#### About this task:
Lift out, unaltered, the lines of the material below between the line holding "Target: ornate lamp post" and the line holding "point: wispy cloud", counting both.

#### Records:
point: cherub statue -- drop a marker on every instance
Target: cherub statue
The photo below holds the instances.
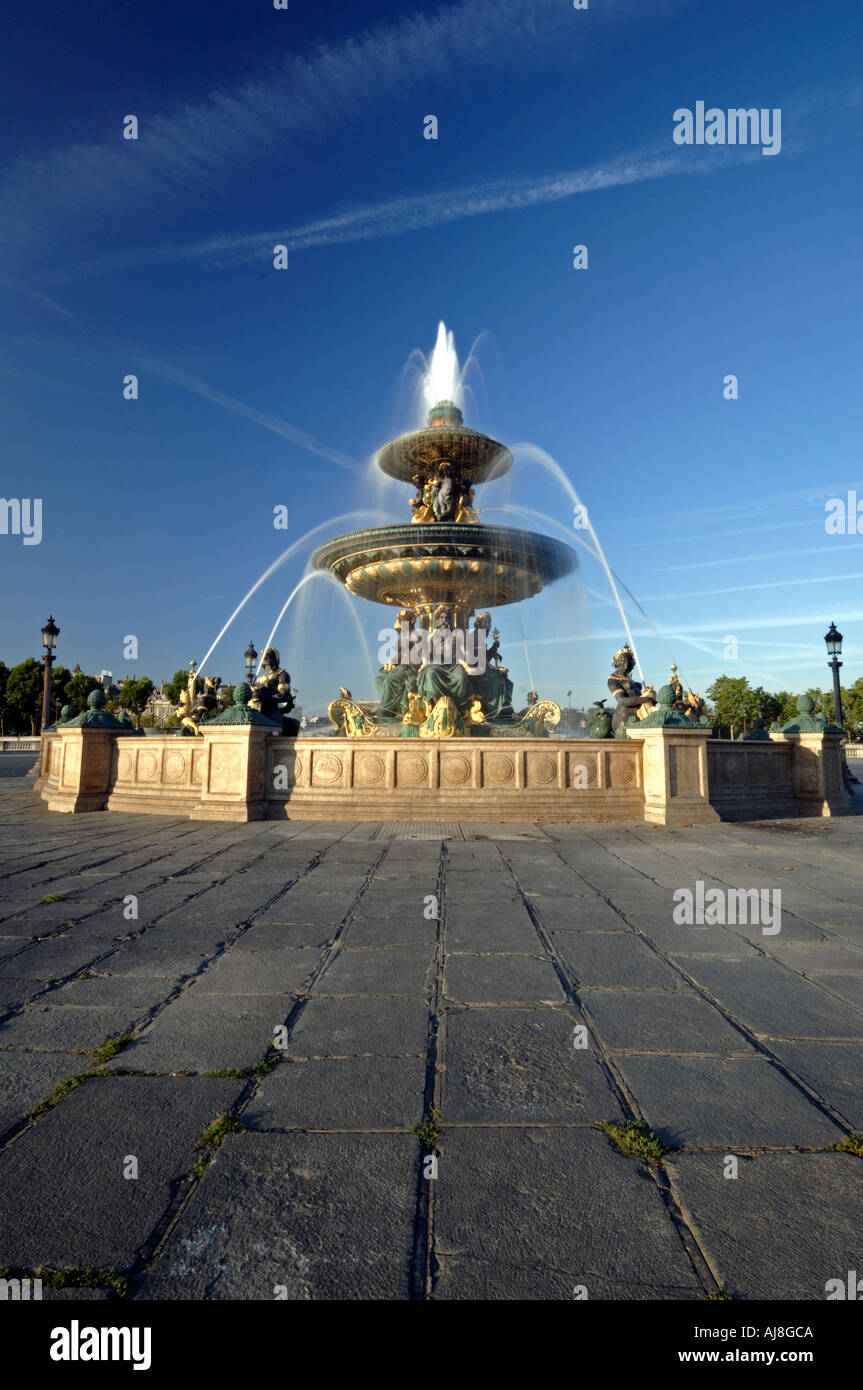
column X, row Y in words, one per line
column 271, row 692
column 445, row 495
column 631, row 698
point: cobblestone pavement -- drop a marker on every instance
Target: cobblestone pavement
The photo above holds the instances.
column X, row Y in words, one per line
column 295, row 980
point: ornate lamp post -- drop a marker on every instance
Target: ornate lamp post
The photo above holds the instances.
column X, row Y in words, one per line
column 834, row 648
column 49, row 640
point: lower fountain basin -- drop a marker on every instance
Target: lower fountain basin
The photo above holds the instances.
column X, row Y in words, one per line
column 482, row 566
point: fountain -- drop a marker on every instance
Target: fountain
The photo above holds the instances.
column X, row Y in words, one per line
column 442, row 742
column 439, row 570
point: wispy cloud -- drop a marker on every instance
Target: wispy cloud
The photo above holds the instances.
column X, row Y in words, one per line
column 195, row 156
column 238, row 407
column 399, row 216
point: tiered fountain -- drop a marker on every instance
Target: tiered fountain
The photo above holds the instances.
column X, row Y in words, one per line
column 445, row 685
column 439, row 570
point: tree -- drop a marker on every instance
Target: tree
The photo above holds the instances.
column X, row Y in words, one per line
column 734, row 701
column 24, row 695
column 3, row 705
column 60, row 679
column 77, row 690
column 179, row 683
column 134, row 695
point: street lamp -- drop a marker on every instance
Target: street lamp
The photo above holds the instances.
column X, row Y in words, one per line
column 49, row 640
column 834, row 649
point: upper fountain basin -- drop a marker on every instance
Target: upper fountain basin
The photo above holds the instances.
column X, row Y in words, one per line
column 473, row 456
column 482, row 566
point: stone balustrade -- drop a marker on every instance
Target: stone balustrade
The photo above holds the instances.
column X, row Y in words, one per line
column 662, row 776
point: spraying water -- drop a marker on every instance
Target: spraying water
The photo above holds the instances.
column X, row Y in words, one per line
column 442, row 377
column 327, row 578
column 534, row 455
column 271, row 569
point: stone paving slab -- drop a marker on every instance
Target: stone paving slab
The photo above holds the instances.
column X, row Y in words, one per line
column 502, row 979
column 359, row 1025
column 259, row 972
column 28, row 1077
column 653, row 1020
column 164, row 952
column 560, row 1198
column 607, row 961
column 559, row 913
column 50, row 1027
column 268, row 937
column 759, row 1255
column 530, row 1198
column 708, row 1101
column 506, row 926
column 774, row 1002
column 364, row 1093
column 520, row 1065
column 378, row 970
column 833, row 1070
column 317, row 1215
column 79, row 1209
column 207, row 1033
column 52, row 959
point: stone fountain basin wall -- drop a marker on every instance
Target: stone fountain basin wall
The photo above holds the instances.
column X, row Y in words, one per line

---

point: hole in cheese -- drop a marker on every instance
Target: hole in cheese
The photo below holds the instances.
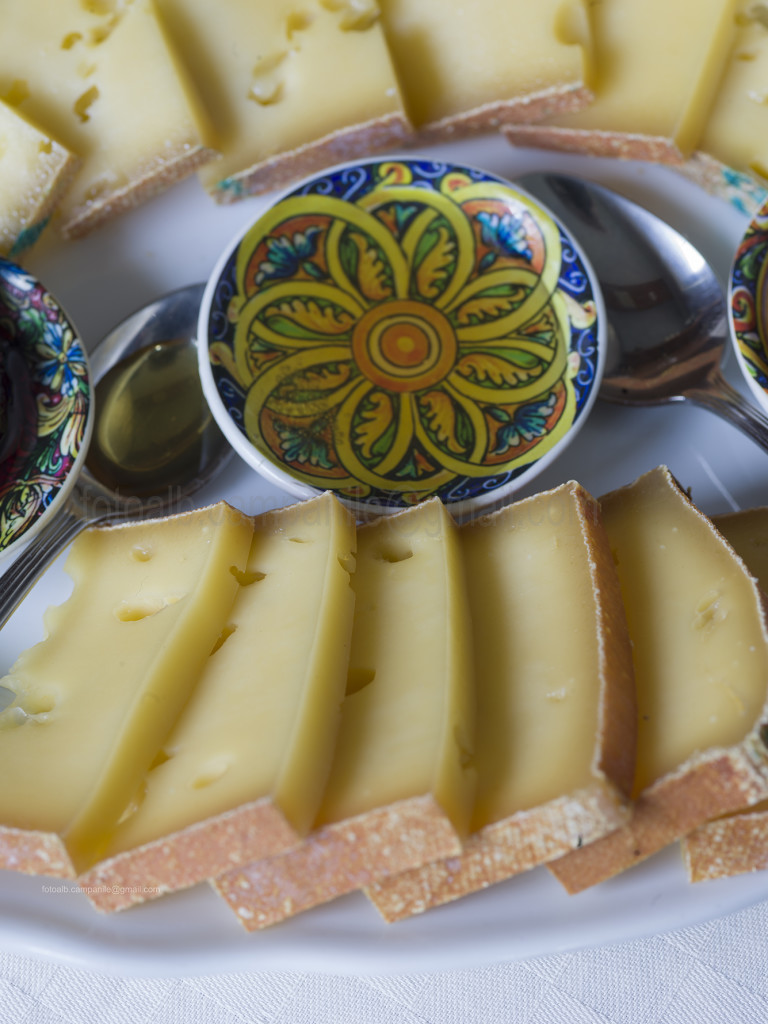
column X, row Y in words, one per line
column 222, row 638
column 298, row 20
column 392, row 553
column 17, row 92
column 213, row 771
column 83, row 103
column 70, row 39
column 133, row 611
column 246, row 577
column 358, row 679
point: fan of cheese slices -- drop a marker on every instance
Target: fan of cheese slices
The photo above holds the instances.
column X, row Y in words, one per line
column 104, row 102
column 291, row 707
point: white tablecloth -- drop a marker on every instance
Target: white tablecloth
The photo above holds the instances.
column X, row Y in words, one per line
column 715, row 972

#### Exercise output:
Target: ornate lamp post
The photo above holds the instances.
column X, row Y in words, one per line
column 834, row 648
column 49, row 640
point: lower fountain basin -- drop a marker on every instance
Target: lower fountain basin
The photo above holds the instances.
column X, row Y in words, one per line
column 482, row 566
point: fountain -- drop a marker on every instance
Target: fountain
The photo above holds the instances.
column X, row Y in words, one per line
column 442, row 742
column 439, row 570
point: wispy cloud -- drop a marker on every instance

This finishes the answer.